Thanks Jim will have to check back when I have a day I can get up their.


----------



## BigDaddy300 (Nov 1, 2004)

bigcats28 said:


> meh, i remember a year or two ago the Rock was over 10,000 and the Grand turned into the Nile. Anybody else remember that?


I remember that!!!


----------



## Carpman (May 18, 2005)

I don't even know if the chagrin will be fishable by the weekend. However the rocky and chagrin usually fish first after the floods! But as far as the grand, wait until it gets below 1000 and falling for optimal experience. I mentioned one day to the guy at erie outfitters that I was not going to fish the grand one day because it was at 1400. He replied by saying he knows guys that fish it at 1400. So I guess it can be done, but you probably have to be selective about your holes! 

As for riding jet skis all the way to harpersfield, I think that could be done even around 2500-3000cfm. Sounds like fun, but balllllsy. 

I think this will be the rain we needed to get some numbers in the rocky and v, screw this onesy, twosy crap. Let's catch some fish!


----------



## creekcrawler (Oct 5, 2004)

I remember someone here saying they took an aluminum boat with a motor
up the Cuyahoga to Rockside Road during that high water!

I always thought it would be cool to jet ski up to the rt82 dam....


----------



## Carpman (May 18, 2005)

That would be cool, but comes with some risks! I would rather be in a jet boat or something, like they use on the colorado river!


----------



## BUBBA 10 (Nov 25, 2008)

The Chagrin should be fishable by saturday or sunday it will still be stained but if you fish the right holes you will find fish. the flow might still be a little high but dropping makin it perfect!!


----------



## Carpman (May 18, 2005)

sounds good bubba!


----------

*Requirements:*
**a)** In the forum thread, what leads Carpman to conclude that the Grand can be fished at 1400? Answer in one to three sentences.
**b)** List every username that appears as a post header in the forum thread, each named once.
**c)** Do these statements agree with the forum thread? Give yes or no for each, followed by the words of the thread that decide it.
(i) Carpman thinks jet skis could reach Harpersfield at around 2500-3000cfm.
(ii) BUBBA 10 expects the Chagrin to be clear by the weekend.
(iii) creekcrawler says that he or she personally took an aluminum boat up the Cuyahoga.
The lines that come next are separate material, unrelated to the forum thread.

*Data section:*

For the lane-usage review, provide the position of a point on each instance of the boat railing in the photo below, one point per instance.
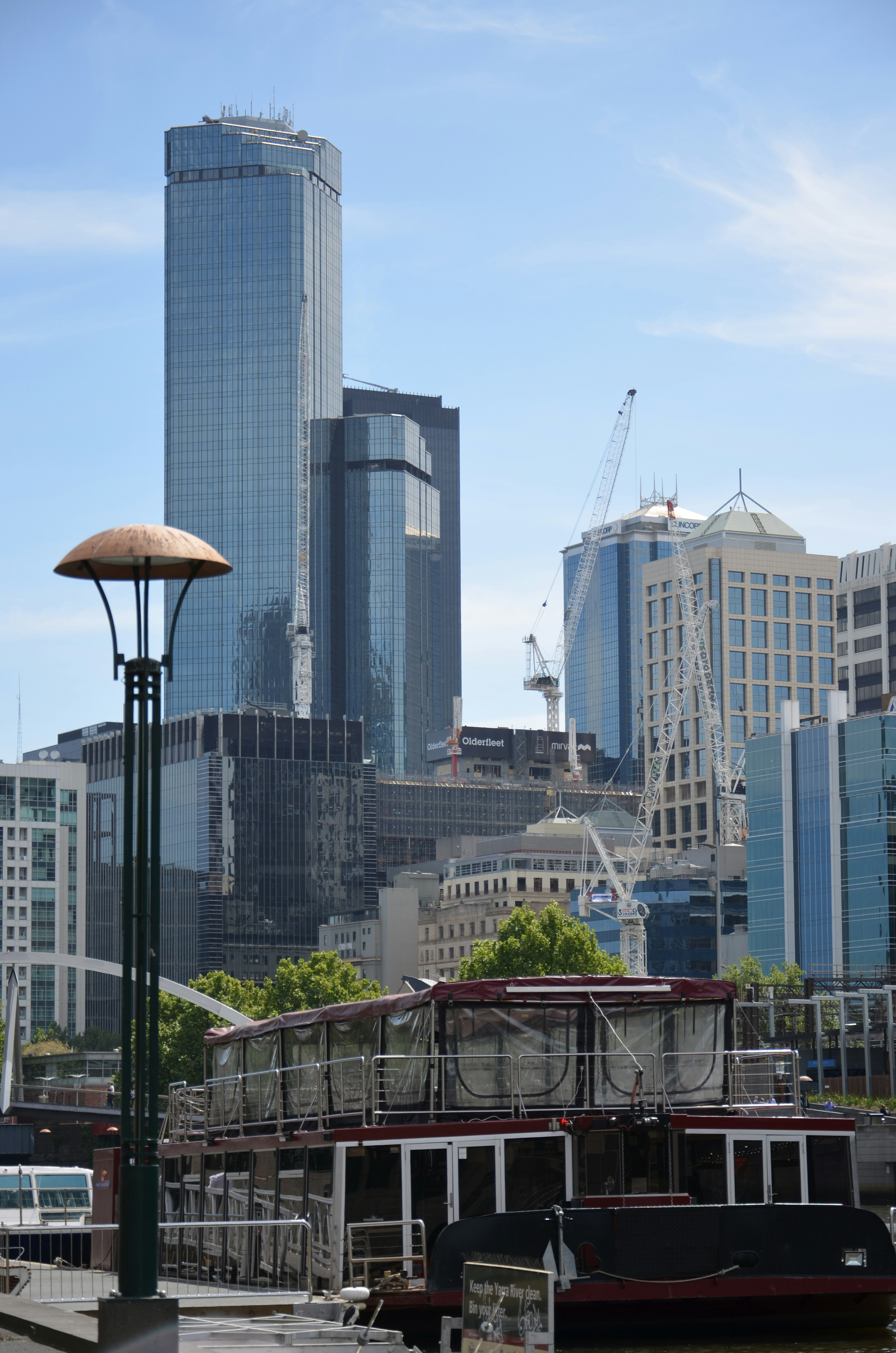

*Answers for the tasks:*
**a)** When Carpman told the guy at Erie Outfitters that he would skip the Grand at 1400, the man replied that he knows guys who fish it at that level. From this, Carpman concludes it can be done, though you probably have to be selective about your holes.

**b)** BigDaddy300, Carpman, creekcrawler, BUBBA 10

**c)**
(i) Yes: "I think that could be done even around 2500-3000cfm."
(ii) No: "it will still be stained"
(iii) No: "I remember someone here saying they took an aluminum boat with a motor"